Directions: Repeat the rows below word for word, with nothing changed.

— begin Records provided —

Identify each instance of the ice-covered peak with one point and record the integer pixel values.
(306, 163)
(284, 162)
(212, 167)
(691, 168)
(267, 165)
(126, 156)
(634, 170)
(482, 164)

— end Records provided —

Answer to this problem:
Identify each instance of the ice-covered peak with one point and record the integer pixel values.
(306, 163)
(284, 162)
(212, 167)
(691, 168)
(267, 165)
(126, 156)
(634, 170)
(482, 164)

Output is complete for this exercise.